(Beginning of Excerpt to read)

But we can start asking the difficult questions, recognizing that we’re neither omniscient nor infallible. The problem facing us isn’t that mistakes will be made, because they certainly will; the problem is that more mistakes will be made, and more damage will be done, if we don’t start taking responsibility for data flows. What might that responsibility mean?
Principles for ethical data handling (and human experimentation in general) always stress "informed consent"; Nissenbaum’s discussion about context suggests that informed consent is less about usage than about data flow. The right question isn't, "can our partners make you offers about products you may be interested in?" but, "may we share your purchase data with other businesses?" (If so, what businesses?) Or perhaps, “may we combine your purchase data with other demographic data to predict your future purchases?” (If so, what other demographic data?)
One way to prevent unexpected data flows is to delete the data before it has a chance to go anywhere. Deleted data is hard to abuse. A decade ago, data developers were saying "Save everything. Storage is cheap." We now understand that's naive. If data is collected for a purpose, it might be necessary to delete it when it has served its purpose—for example, most libraries delete records of the books a user has checked out after the books have been returned. Deleted data can’t be stolen, inadvertently shared, or demanded by a legal warrant. “Save everything” invites troublesome data flows.
But data deletion is easier said than done. The difficulty, as Facebook found out with Cambridge Analytica, is that asking someone to delete data doesn’t mean they will actually delete it. It isn’t easy to prove that data has been deleted; we don’t have auditing tools that are up to the task. In many cases, it’s not even clear what “deletion” means: does it mean that the data is removed from backups? Backups from which data is removed after-the-fact aren’t really backups; can they be trusted to restore the system to a known state? Reliable backups are an important (and infrequently discussed) part of ethical data handling, but they are also a path through which data can escape and continue to flow in the wild.

(End of Excerpt to read)

Reproduce the passage on data flows and deletion above word for word, in full.

(Beginning of Source information)

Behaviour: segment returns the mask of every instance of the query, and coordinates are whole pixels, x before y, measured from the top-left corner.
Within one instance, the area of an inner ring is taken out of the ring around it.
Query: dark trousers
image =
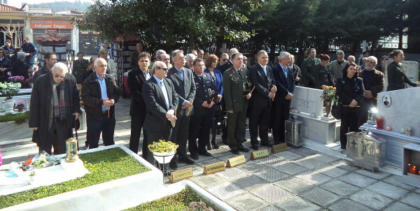
[[[368,122],[368,111],[370,108],[377,106],[376,102],[377,101],[374,99],[363,99],[359,108],[359,118],[358,122],[358,126],[360,126],[363,125],[363,124]]]
[[[141,129],[144,124],[146,114],[142,116],[134,115],[132,117],[131,122],[131,136],[130,136],[130,150],[137,154],[139,152],[139,142],[140,141],[140,135],[141,134]],[[146,145],[146,150],[145,147]],[[147,135],[143,130],[143,158],[145,158],[147,150]]]
[[[108,118],[108,113],[102,115],[102,120],[88,119],[88,134],[86,138],[89,140],[89,149],[97,148],[99,138],[102,133],[102,140],[105,146],[112,145],[113,141],[114,130],[115,129],[115,117],[112,115]]]
[[[210,140],[210,128],[211,127],[211,114],[197,117],[191,117],[190,131],[188,133],[188,150],[191,154],[207,152],[206,146]],[[198,138],[198,147],[197,138]]]
[[[230,150],[237,150],[238,146],[245,141],[246,125],[246,110],[227,113],[227,136]]]
[[[252,107],[249,114],[249,135],[251,144],[258,145],[258,128],[261,143],[268,143],[268,126],[271,115],[271,106],[267,103],[266,108]]]
[[[285,126],[284,121],[289,118],[290,104],[277,103],[273,106],[274,114],[272,117],[274,118],[273,122],[273,138],[274,144],[278,145],[285,142]]]
[[[54,147],[54,154],[60,154],[66,153],[66,140],[72,137],[71,129],[69,128],[66,122],[54,122],[48,131],[45,140],[42,141],[42,146],[39,147],[39,152],[46,151],[51,154],[51,148]]]
[[[187,140],[188,139],[188,129],[190,128],[190,117],[186,116],[188,108],[183,109],[181,114],[176,117],[178,119],[175,122],[175,127],[172,131],[170,140],[179,145],[176,150],[176,154],[179,157],[187,157]]]
[[[177,121],[178,122],[178,121]],[[159,142],[160,140],[168,140],[172,132],[172,124],[171,122],[167,121],[164,128],[159,129],[162,129],[160,131],[146,131],[147,133],[147,144],[146,145],[151,145],[153,142]],[[176,150],[178,151],[178,150]],[[155,159],[153,158],[153,154],[150,150],[146,149],[146,151],[143,152],[143,154],[146,154],[147,161],[152,163],[155,163]]]
[[[340,128],[340,141],[342,147],[347,145],[346,133],[358,131],[359,112],[359,108],[342,107],[342,123]]]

(End of Source information)

■ **Final answer**
But we can start asking the difficult questions, recognizing that we’re neither omniscient nor infallible. The problem facing us isn’t that mistakes will be made, because they certainly will; the problem is that more mistakes will be made, and more damage will be done, if we don’t start taking responsibility for data flows. What might that responsibility mean?
Principles for ethical data handling (and human experimentation in general) always stress "informed consent"; Nissenbaum’s discussion about context suggests that informed consent is less about usage than about data flow. The right question isn't, "can our partners make you offers about products you may be interested in?" but, "may we share your purchase data with other businesses?" (If so, what businesses?) Or perhaps, “may we combine your purchase data with other demographic data to predict your future purchases?” (If so, what other demographic data?)
One way to prevent unexpected data flows is to delete the data before it has a chance to go anywhere. Deleted data is hard to abuse. A decade ago, data developers were saying "Save everything. Storage is cheap." We now understand that's naive. If data is collected for a purpose, it might be necessary to delete it when it has served its purpose—for example, most libraries delete records of the books a user has checked out after the books have been returned. Deleted data can’t be stolen, inadvertently shared, or demanded by a legal warrant. “Save everything” invites troublesome data flows.
But data deletion is easier said than done. The difficulty, as Facebook found out with Cambridge Analytica, is that asking someone to delete data doesn’t mean they will actually delete it. It isn’t easy to prove that data has been deleted; we don’t have auditing tools that are up to the task. In many cases, it’s not even clear what “deletion” means: does it mean that the data is removed from backups? Backups from which data is removed after-the-fact aren’t really backups; can they be trusted to restore the system to a known state? Reliable backups are an important (and infrequently discussed) part of ethical data handling, but they are also a path through which data can escape and continue to flow in the wild.